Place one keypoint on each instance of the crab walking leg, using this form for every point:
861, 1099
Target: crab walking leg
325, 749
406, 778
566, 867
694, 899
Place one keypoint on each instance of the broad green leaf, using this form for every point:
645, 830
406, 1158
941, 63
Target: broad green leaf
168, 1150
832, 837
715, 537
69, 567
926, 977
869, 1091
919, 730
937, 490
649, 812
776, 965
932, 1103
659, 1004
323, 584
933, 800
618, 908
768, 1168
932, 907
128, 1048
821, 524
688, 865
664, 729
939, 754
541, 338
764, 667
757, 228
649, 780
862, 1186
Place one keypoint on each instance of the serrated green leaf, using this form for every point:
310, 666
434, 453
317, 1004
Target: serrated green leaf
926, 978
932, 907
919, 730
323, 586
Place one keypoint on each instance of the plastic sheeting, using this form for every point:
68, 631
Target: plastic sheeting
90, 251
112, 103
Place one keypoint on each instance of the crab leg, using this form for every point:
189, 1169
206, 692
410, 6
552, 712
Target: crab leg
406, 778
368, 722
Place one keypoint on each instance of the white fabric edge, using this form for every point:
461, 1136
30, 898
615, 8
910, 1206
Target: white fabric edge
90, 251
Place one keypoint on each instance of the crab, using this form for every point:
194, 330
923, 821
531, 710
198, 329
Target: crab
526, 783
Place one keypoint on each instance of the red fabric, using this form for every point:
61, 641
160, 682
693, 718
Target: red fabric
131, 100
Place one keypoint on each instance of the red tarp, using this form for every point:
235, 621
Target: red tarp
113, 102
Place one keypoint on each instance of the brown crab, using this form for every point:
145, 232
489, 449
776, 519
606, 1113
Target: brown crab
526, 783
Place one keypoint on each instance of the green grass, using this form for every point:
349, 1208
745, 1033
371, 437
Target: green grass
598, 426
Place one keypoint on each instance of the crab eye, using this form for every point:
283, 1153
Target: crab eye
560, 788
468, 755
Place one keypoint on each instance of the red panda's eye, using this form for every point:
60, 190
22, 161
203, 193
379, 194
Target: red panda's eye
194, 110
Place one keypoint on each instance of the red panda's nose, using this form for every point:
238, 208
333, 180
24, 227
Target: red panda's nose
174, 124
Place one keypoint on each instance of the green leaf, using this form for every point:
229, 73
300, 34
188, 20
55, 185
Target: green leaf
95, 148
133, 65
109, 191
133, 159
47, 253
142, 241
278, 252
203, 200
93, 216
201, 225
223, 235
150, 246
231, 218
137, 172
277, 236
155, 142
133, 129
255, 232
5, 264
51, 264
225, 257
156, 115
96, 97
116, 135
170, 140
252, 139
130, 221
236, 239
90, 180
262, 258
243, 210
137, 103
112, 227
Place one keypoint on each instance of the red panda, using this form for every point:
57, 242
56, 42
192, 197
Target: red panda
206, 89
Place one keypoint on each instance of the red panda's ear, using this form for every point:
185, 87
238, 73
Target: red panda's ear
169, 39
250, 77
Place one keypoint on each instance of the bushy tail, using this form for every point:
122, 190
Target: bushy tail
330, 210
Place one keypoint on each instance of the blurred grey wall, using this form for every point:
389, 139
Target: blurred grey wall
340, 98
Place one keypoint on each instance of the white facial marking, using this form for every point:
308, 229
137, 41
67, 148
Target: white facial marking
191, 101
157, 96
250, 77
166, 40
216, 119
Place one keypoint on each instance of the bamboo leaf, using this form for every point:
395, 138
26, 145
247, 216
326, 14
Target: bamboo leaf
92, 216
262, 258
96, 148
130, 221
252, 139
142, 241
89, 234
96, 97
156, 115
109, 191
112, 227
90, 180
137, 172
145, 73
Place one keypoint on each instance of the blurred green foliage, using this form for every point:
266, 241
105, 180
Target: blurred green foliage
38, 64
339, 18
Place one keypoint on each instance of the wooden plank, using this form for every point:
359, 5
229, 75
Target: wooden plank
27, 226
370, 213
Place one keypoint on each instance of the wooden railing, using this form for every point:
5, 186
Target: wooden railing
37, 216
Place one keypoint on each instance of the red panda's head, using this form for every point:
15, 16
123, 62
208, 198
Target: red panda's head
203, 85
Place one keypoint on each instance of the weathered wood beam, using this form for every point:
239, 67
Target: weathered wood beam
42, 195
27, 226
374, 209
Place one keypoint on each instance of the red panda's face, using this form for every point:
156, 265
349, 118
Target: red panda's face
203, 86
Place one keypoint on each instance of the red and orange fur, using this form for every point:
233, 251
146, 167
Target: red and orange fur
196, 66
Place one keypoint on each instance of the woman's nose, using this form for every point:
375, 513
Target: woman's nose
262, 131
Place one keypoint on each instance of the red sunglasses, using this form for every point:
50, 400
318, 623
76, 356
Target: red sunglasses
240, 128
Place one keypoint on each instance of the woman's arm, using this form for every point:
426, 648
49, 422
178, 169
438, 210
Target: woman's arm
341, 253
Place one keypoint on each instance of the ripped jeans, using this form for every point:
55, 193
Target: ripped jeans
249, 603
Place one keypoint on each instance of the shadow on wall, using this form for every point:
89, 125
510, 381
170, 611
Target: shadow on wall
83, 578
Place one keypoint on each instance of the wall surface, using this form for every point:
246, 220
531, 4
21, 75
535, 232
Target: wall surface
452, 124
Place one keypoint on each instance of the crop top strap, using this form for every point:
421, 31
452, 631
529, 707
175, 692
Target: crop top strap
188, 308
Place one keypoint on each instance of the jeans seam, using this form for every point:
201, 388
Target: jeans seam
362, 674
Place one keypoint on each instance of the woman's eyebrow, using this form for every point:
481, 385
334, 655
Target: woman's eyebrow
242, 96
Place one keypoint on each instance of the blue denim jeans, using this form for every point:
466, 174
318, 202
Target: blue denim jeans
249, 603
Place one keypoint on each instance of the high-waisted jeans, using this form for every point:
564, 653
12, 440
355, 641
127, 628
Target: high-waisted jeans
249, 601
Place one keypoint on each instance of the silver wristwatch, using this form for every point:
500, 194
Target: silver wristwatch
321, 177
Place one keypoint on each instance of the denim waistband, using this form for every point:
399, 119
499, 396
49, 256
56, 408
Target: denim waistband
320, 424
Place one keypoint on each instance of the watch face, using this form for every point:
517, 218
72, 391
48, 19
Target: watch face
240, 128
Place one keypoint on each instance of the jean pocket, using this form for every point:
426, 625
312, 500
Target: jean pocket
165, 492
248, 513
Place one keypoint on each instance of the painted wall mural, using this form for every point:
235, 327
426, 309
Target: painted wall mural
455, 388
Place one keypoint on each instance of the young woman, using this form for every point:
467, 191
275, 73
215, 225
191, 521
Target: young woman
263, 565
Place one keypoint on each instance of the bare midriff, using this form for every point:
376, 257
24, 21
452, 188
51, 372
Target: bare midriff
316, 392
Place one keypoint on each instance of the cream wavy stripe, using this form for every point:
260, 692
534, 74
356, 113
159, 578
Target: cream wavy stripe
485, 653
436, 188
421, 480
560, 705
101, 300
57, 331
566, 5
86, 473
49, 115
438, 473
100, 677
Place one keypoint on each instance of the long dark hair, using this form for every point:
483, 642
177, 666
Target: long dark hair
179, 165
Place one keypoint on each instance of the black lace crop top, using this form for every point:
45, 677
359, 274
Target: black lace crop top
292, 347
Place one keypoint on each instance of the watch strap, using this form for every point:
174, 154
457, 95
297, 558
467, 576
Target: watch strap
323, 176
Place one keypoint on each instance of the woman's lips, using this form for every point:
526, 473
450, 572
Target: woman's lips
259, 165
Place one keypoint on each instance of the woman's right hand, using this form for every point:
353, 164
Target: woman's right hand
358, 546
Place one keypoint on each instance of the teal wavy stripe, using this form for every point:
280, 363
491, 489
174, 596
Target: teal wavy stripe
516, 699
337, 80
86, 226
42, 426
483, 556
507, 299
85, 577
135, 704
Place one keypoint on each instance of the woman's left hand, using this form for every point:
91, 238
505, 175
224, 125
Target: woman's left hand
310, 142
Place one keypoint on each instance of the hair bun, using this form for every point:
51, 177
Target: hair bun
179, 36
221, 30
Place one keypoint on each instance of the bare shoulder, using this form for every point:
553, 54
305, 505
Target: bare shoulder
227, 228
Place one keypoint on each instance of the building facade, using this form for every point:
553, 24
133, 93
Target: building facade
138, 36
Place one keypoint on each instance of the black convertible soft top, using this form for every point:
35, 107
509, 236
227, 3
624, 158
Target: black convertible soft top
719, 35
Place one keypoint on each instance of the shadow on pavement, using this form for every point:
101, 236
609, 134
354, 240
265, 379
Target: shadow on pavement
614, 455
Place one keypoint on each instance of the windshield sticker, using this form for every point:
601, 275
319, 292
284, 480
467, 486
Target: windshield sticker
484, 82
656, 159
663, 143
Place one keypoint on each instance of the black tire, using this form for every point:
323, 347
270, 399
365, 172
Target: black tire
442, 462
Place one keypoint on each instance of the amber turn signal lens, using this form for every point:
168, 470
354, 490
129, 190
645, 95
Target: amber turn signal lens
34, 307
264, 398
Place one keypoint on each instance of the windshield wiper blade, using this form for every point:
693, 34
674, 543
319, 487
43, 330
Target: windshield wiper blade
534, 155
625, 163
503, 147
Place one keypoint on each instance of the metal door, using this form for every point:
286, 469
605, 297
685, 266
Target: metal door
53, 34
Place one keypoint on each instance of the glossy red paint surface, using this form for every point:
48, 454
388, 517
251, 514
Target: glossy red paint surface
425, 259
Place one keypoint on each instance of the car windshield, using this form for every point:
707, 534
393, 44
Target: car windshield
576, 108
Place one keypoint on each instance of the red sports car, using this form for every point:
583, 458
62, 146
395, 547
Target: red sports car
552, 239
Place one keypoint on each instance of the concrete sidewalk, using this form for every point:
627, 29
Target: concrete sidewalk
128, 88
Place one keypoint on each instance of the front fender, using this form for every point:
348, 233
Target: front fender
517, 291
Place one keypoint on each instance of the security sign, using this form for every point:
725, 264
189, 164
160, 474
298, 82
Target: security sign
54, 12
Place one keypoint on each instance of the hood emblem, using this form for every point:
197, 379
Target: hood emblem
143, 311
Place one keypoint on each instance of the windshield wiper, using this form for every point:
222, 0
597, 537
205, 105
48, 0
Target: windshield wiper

----

-- Do this --
Rescale the rows from the line containing "wiper blade, using" up to and including the final line of the rows, reproducing every line with the requests included. Multiply each point coordinate in the answers by 0.8 and round to whole numbers, with halves rounded up, while leaving all numbers in the requests unchanged.

-- Result for this task --
Place one keypoint on each instance of the windshield wiper blade, using this form for every point:
693, 34
674, 543
319, 487
43, 330
Target: windshield wiper blade
427, 124
500, 130
402, 118
Place one keypoint on each instance of the metal door, using this form for every point:
286, 469
605, 297
685, 266
Target: metal door
42, 27
Place one keypoint on each instance of the glossy red paint surface, using this form for every point:
48, 454
388, 517
251, 514
Target: glossy red paint surface
340, 207
Place one keypoint on each instance of the car windshield, using this form for every point:
707, 534
393, 44
Target: car windshield
461, 86
Place one keypoint on each instance of the red sports car, using this form for every point:
583, 458
62, 146
395, 547
Target: red sports car
442, 191
Place one keypoint on each instance of the concrete sidewalk, using this form for every point:
627, 29
Target: concrete sidewalk
102, 70
Place one keypoint on each instance of the front fender, using this form for every point:
348, 233
Target: front fender
414, 233
Place one keypoint on each instance of the security sign, using this form for every point:
725, 264
189, 164
160, 474
298, 82
Target: security sign
43, 10
Place one keypoint on each instance of the hood emblem, using this form for every point:
197, 379
Target: hood emblem
114, 249
Place one keypoint on each instance of the windshield wiper, using this form for every point:
222, 0
597, 537
205, 105
48, 0
Target: windshield wiper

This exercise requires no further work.